WHAT TO WORK ON -
For the word "every", count the lines of the listing that contain it and give only the count.

** Opening DATA block **

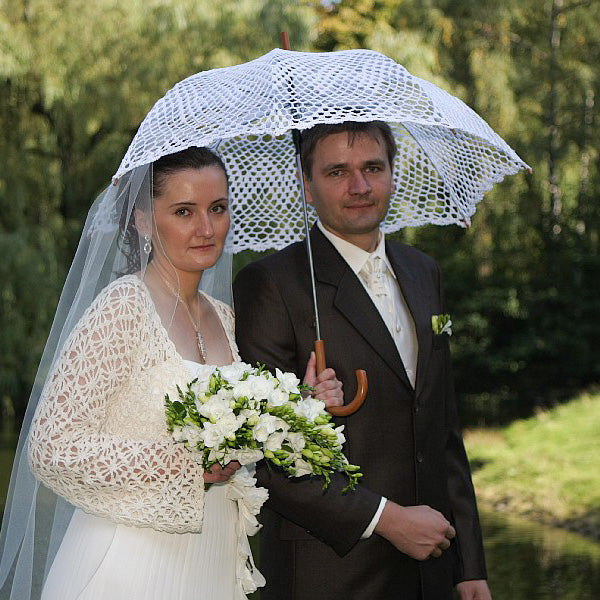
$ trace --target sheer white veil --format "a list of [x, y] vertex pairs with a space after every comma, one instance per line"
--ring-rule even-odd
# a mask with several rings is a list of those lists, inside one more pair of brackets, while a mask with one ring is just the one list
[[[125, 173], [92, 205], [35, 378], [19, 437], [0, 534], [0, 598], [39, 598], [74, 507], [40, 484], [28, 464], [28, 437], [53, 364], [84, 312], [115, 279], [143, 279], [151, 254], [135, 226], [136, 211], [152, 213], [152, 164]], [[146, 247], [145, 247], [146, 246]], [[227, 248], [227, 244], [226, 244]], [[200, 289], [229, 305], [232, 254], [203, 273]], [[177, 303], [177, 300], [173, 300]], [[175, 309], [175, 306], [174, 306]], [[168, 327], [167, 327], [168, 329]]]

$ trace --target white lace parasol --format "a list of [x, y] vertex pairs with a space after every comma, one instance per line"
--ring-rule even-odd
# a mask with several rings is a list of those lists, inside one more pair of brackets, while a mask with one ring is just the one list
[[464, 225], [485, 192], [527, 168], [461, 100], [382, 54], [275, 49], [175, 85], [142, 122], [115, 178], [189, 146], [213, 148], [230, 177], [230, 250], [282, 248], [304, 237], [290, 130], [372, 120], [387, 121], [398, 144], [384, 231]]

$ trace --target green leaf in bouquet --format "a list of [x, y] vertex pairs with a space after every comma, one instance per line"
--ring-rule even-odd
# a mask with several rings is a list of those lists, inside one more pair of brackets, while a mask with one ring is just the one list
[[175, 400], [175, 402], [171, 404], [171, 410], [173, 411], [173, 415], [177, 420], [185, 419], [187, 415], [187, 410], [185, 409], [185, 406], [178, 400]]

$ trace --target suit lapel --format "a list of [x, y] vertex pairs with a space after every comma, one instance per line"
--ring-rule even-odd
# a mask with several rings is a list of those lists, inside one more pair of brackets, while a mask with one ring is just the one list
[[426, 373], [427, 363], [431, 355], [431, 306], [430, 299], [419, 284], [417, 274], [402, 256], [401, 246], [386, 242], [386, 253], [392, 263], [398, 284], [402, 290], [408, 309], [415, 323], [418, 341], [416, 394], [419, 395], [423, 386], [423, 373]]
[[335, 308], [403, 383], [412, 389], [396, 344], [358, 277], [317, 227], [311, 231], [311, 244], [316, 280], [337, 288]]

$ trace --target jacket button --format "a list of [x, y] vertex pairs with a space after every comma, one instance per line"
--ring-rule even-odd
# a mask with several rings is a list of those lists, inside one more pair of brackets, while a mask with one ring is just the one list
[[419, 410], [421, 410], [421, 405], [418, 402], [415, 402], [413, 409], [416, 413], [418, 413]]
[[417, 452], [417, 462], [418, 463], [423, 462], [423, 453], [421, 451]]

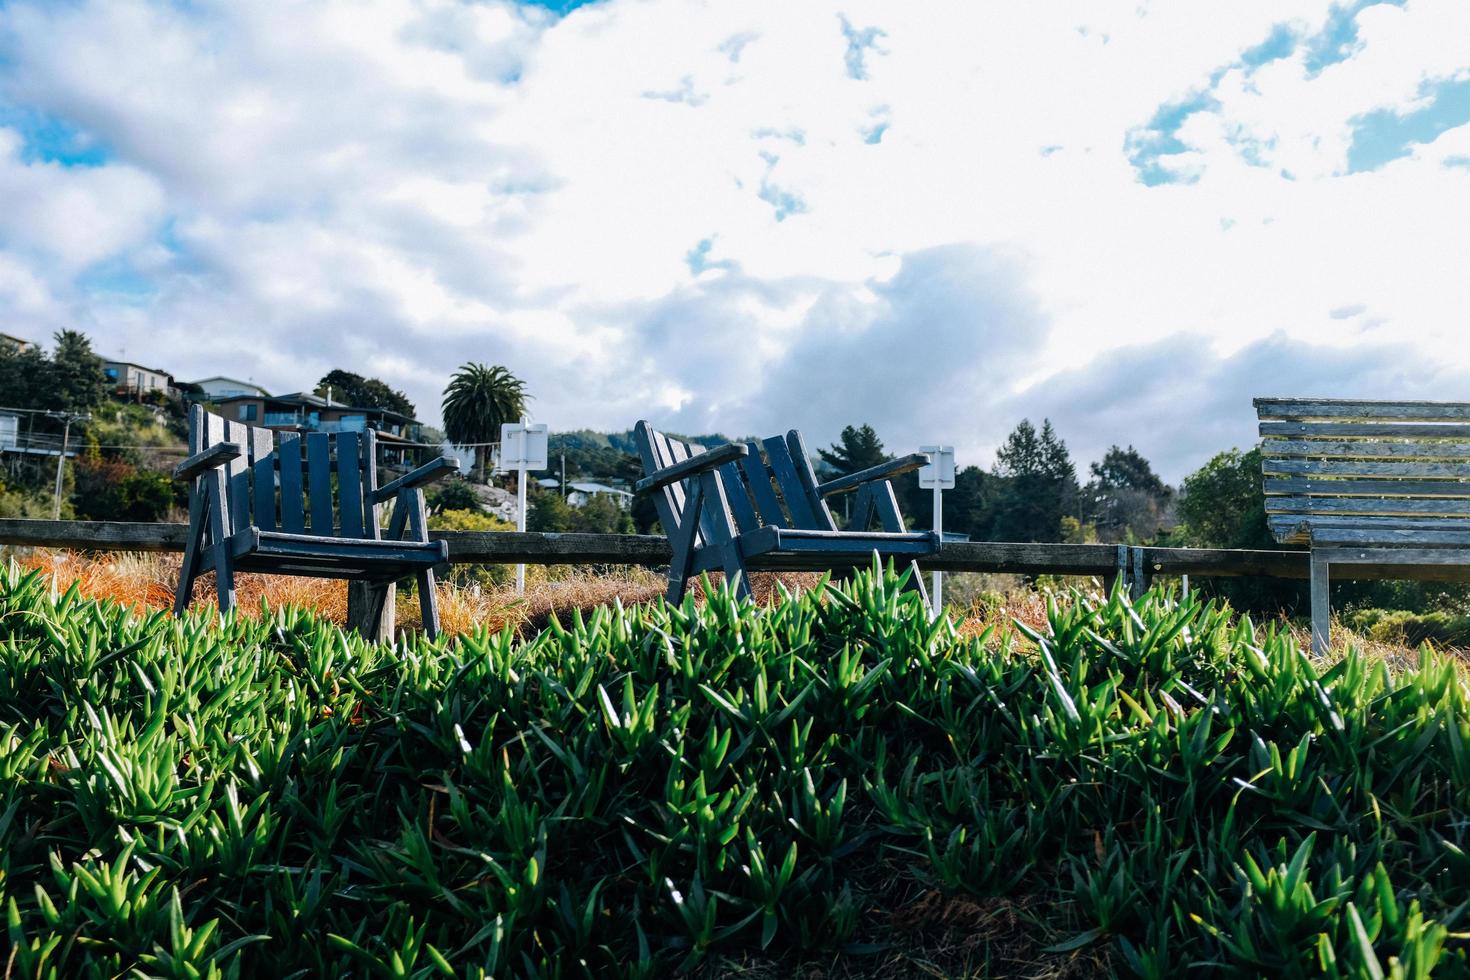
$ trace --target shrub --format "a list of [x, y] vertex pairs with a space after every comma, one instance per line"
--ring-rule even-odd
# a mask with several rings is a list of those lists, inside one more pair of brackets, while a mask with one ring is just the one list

** Closing DATA block **

TASK OUTPUT -
6